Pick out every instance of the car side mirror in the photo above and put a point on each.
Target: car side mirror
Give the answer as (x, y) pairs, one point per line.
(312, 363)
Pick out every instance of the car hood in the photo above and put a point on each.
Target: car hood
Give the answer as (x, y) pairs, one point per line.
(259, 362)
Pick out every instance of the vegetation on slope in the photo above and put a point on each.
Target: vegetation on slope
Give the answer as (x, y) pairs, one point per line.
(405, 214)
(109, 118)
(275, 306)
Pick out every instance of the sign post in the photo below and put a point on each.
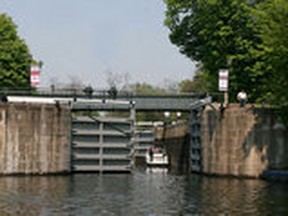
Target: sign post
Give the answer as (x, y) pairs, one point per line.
(224, 84)
(35, 75)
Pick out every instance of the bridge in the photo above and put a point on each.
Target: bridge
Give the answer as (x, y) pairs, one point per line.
(180, 102)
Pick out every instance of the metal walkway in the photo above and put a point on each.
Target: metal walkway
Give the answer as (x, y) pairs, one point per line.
(141, 103)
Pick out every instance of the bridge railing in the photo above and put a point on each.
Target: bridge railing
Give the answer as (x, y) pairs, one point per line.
(88, 92)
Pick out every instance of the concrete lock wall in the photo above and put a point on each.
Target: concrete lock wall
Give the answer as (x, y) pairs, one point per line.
(175, 139)
(242, 141)
(34, 139)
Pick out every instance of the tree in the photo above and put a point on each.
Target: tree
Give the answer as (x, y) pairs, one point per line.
(218, 34)
(15, 58)
(272, 19)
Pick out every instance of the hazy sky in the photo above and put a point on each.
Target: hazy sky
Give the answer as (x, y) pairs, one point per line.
(83, 39)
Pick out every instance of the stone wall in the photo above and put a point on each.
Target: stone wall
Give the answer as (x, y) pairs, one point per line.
(175, 139)
(34, 139)
(242, 141)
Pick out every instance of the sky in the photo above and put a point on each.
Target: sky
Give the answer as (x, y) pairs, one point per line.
(86, 40)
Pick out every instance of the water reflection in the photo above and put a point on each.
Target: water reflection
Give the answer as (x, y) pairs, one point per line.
(141, 193)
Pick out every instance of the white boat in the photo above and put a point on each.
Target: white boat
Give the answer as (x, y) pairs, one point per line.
(156, 157)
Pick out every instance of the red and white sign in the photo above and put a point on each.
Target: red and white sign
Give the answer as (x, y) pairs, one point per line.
(223, 80)
(35, 76)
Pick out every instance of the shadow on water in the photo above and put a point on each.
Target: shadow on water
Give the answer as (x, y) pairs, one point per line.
(144, 192)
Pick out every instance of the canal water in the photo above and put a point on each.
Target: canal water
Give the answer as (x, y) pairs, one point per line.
(144, 192)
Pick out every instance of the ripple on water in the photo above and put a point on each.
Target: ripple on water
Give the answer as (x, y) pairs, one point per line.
(140, 193)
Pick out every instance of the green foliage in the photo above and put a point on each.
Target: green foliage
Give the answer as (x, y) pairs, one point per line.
(218, 34)
(273, 18)
(15, 59)
(199, 83)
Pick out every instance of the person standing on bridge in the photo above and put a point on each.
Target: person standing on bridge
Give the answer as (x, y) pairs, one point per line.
(242, 98)
(151, 152)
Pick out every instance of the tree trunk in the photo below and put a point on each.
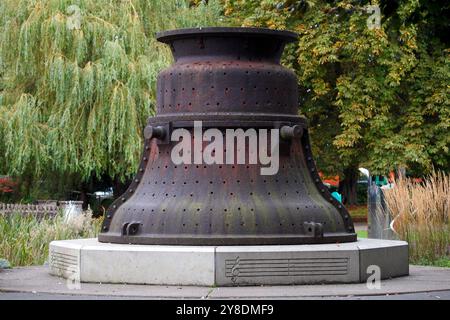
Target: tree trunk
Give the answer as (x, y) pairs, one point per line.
(347, 186)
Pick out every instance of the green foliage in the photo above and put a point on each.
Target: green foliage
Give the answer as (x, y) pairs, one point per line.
(375, 97)
(24, 240)
(77, 81)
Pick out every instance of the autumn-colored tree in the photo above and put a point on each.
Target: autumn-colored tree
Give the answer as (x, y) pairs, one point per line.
(374, 79)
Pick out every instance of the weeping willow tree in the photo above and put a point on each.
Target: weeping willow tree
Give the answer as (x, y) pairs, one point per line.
(77, 81)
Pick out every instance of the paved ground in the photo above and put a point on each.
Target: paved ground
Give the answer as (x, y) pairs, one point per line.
(36, 283)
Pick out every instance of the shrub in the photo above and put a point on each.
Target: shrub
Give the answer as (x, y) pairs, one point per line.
(24, 240)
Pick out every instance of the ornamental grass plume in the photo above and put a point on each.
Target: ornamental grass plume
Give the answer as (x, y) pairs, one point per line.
(420, 214)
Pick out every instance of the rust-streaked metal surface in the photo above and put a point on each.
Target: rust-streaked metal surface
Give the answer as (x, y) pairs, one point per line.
(228, 78)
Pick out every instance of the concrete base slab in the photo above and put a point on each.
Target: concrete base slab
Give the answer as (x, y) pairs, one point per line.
(34, 282)
(88, 260)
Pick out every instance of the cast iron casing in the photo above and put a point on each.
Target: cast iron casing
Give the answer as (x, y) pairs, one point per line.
(227, 78)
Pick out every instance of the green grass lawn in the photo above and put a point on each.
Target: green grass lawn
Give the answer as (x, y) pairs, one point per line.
(358, 212)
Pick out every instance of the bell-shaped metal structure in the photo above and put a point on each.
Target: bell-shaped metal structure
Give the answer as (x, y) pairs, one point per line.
(227, 78)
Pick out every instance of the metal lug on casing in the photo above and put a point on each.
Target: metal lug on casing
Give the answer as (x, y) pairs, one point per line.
(291, 132)
(158, 132)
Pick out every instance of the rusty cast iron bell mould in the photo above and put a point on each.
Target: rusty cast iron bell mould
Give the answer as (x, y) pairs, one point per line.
(227, 78)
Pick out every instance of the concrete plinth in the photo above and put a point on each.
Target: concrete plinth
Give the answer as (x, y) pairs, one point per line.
(91, 261)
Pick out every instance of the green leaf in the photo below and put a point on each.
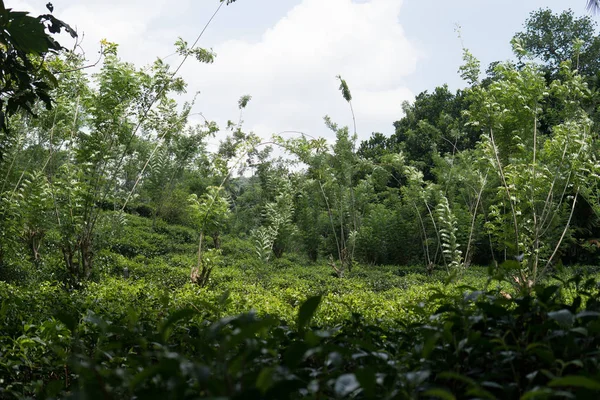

━━━━━━━━━━

▸ **WHAT YOU WILL DO**:
Tally the lines in the items above that contain the word "mirror". Reply with the count alone.

▸ **EXERCISE RESULT**:
2